* **Work required**: State how many lines of the records below contain the string "wall". Case counts, so give only the number.

>> BEGIN Data

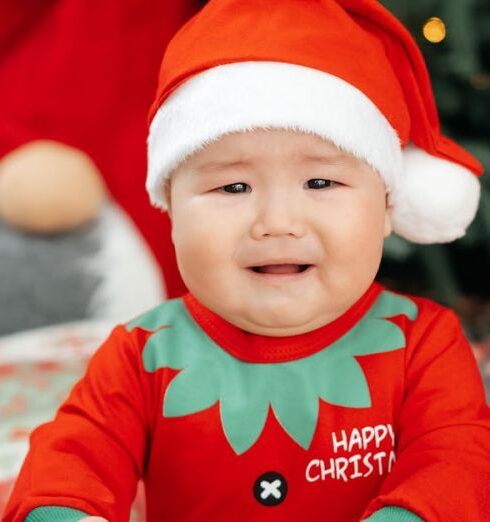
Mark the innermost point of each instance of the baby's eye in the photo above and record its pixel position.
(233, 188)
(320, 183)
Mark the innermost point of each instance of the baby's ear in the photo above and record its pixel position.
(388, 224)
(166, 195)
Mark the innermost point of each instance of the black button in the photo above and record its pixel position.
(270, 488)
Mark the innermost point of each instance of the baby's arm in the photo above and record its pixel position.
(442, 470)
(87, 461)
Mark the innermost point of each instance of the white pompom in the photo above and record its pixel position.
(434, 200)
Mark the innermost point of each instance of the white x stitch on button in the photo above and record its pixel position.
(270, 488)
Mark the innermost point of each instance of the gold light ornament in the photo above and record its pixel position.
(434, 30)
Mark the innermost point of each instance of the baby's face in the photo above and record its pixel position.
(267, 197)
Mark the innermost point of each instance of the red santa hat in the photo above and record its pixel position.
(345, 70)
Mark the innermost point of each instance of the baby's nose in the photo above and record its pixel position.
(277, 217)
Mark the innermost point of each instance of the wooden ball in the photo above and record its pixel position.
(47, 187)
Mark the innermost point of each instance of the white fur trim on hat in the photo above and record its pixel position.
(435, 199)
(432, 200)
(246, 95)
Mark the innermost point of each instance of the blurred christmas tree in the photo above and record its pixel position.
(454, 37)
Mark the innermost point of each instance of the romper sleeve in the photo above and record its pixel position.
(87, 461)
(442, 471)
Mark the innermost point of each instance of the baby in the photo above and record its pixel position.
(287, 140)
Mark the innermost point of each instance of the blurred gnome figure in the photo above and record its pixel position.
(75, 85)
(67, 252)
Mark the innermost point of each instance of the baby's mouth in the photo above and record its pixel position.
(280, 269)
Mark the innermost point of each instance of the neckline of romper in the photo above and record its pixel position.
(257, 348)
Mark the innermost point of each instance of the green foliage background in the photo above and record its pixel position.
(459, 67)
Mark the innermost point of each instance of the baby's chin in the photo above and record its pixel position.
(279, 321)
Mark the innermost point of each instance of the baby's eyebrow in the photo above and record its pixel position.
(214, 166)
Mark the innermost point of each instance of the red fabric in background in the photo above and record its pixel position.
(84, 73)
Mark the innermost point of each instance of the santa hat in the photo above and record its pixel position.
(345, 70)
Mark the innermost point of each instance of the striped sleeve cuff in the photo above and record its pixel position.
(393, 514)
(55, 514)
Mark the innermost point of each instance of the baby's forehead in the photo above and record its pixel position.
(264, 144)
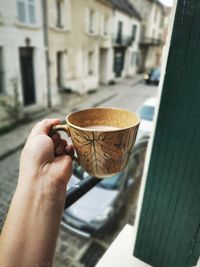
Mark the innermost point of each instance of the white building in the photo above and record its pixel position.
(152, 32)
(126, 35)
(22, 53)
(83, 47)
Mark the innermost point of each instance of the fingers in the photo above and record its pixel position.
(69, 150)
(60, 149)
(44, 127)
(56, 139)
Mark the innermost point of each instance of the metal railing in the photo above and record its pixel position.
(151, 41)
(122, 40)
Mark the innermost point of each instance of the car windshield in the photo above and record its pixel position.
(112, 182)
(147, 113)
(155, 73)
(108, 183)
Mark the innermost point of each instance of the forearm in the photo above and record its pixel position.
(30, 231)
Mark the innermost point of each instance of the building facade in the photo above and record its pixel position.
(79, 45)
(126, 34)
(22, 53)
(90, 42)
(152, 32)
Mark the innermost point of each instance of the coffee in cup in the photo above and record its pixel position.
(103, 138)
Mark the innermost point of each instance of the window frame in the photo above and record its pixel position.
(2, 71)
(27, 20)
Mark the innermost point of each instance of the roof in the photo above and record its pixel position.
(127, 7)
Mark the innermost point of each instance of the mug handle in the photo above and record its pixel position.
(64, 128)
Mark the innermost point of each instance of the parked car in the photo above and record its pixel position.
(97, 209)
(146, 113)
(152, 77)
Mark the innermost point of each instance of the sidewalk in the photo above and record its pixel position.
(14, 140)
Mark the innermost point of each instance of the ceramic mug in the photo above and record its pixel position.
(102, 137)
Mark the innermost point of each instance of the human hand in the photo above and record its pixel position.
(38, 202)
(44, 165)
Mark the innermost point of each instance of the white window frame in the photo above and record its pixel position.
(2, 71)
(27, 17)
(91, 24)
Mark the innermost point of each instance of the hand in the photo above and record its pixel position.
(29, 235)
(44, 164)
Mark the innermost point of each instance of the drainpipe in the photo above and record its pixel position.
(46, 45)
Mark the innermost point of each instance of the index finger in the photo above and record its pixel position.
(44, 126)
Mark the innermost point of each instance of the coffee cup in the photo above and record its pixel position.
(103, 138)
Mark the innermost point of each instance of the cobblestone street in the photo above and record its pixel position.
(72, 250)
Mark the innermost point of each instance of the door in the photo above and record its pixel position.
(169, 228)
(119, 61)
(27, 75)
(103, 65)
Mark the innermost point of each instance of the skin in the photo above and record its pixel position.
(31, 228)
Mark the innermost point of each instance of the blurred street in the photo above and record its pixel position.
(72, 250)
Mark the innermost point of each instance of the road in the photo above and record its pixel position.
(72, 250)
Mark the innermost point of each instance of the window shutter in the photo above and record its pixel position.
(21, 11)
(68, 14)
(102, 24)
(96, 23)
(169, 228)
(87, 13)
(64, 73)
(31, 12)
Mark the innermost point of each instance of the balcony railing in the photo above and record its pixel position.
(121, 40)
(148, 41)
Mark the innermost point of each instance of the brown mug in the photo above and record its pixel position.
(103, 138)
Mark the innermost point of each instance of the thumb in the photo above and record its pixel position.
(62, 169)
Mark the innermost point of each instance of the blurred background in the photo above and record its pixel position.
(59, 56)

>> END Data
>> BEGIN Data

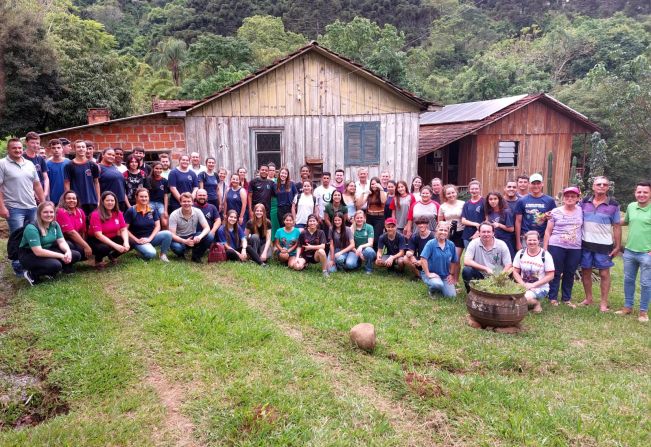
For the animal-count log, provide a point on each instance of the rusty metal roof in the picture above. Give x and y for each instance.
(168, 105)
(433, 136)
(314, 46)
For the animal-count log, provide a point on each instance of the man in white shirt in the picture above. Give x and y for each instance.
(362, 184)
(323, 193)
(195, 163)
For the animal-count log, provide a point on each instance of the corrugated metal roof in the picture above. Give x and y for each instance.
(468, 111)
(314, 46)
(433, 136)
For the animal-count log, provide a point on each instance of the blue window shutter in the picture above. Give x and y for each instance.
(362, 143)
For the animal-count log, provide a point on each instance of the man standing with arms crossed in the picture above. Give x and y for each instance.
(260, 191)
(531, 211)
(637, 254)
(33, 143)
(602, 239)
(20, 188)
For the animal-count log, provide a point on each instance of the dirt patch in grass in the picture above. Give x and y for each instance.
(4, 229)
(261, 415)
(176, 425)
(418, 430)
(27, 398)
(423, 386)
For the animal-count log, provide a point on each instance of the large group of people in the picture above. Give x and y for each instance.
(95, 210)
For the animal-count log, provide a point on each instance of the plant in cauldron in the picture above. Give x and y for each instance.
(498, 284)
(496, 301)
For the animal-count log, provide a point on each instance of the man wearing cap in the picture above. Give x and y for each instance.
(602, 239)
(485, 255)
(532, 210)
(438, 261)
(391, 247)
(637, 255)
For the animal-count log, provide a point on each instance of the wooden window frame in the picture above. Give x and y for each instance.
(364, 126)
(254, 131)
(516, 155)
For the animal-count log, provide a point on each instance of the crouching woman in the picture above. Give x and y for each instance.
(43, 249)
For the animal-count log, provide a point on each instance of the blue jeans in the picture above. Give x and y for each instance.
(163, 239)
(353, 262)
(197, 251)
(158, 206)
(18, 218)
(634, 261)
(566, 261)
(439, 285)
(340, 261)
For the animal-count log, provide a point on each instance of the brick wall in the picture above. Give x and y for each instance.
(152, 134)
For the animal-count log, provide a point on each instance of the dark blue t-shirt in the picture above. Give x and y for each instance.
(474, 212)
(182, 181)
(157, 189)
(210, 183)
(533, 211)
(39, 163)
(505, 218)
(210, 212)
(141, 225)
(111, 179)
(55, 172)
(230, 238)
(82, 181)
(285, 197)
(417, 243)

>> END Data
>> BEGIN Data

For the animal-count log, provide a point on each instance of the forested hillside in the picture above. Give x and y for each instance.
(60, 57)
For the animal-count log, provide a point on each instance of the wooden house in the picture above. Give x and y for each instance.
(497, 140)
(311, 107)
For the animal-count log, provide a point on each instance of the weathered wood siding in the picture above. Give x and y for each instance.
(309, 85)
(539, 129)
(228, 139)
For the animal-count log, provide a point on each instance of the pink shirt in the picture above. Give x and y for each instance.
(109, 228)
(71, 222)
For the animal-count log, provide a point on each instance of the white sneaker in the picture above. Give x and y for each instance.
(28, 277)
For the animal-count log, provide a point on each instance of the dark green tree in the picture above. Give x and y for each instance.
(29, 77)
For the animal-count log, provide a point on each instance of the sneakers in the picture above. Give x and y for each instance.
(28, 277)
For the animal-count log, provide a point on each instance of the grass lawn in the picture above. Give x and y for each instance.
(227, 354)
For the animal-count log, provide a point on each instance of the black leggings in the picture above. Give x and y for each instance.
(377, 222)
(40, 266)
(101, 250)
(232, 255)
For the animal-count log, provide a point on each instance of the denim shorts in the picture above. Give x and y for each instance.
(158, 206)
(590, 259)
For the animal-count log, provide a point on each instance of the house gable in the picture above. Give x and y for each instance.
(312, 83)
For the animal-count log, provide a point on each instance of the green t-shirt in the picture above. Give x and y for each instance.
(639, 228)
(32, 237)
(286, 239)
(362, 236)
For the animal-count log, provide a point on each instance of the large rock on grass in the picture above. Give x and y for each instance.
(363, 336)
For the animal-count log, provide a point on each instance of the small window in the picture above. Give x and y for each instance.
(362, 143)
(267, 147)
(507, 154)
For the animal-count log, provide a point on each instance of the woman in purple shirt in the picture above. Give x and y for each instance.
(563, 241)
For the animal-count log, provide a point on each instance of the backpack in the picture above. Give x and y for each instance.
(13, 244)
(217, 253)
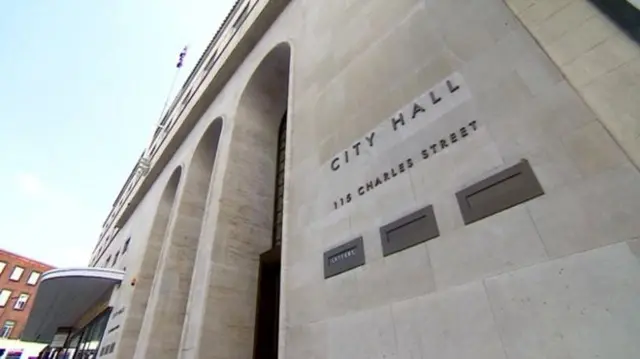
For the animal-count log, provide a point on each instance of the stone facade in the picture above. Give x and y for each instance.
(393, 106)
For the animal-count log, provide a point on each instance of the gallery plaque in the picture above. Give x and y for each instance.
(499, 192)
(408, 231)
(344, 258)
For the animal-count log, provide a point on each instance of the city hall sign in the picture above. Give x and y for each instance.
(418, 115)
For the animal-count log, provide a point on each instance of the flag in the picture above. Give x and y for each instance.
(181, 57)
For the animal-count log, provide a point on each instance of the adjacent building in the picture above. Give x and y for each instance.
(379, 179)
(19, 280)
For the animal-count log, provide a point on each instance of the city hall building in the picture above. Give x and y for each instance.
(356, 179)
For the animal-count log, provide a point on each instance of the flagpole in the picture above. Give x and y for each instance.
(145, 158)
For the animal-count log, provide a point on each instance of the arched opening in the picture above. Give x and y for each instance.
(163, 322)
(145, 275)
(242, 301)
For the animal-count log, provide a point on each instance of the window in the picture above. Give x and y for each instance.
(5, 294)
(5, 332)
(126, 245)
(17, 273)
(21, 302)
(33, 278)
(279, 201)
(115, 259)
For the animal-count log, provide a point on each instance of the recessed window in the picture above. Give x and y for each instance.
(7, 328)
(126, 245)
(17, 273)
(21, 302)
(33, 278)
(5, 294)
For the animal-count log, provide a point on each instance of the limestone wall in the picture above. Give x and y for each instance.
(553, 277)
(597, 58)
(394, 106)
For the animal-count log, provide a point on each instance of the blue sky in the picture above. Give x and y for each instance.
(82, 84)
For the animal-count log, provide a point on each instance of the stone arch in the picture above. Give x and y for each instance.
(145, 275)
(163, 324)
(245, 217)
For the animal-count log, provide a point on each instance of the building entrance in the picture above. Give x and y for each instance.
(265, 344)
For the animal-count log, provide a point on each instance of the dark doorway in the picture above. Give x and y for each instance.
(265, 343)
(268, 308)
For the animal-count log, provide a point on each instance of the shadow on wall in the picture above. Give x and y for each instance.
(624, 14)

>> END Data

* **Answer for this exercise**: 3